-------- Selected excerpt --------
That's why they have to overpay as they did for Archer, giving up far more than the Astros did for Gerrit Cole. That's why their 2013-15 playoff clinchings were built on free agency and trades, contrary to common misconception, and hardly at all on creating internal talent. And yeah, that's also why they have to allocate way too much of an already-too-tight payroll to fill holes externally.

Can't draft. Can't develop. Can't get results when they call someone up.

I'm not citing Newman, of course, as that'd be obscenely unfair. But I'm also well past the point of dismissing each individual mess as it occurs simply because of sample size. Not when the size is spread out like that list above and, in fact, has been the case throughout this front office's tenure.

I'm also increasingly weirded out by anyone blaming Clint Hurdle for sending someone like Jordan Luplow up to pinch-hit when ... man alive, Luplow's one of the bats he's been given! That's not the manager's call, and it most assuredly isn't the manager's fault, and it's bizarre to even have to express that.

The seventh inning of this game might as well have summed this all up.

Newman led off hacking at the first pitch for a soft 4-3 groundout.
--------
### [Problem]
List every person mentioned by name in the baseball commentary above, in the order each first appears.
-------- Dataset extract --------
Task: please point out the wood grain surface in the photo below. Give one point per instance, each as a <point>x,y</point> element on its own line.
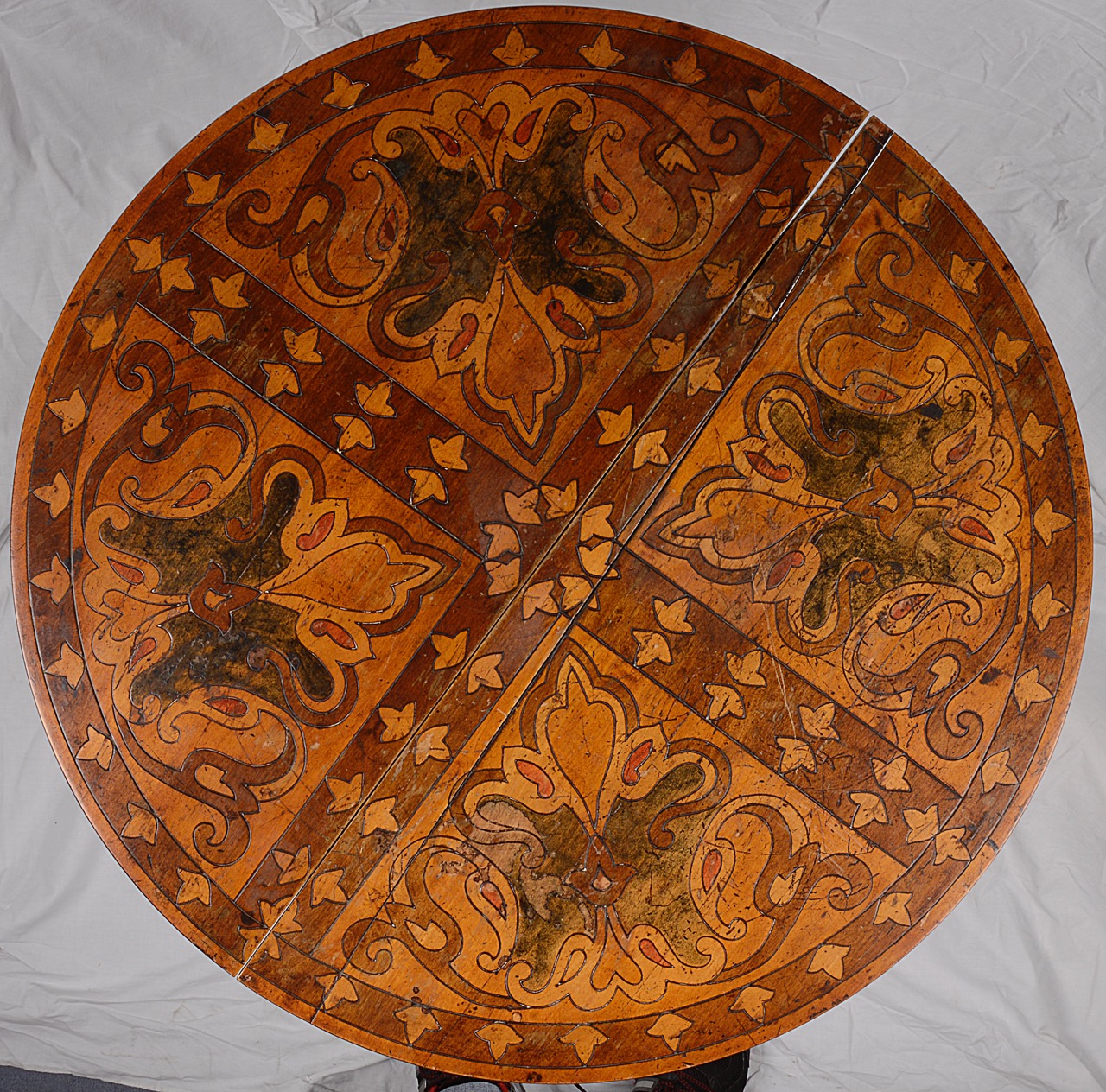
<point>551,545</point>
--------
### [Result of this task]
Archer, Gerrit Cole, Newman, Clint Hurdle, Jordan Luplow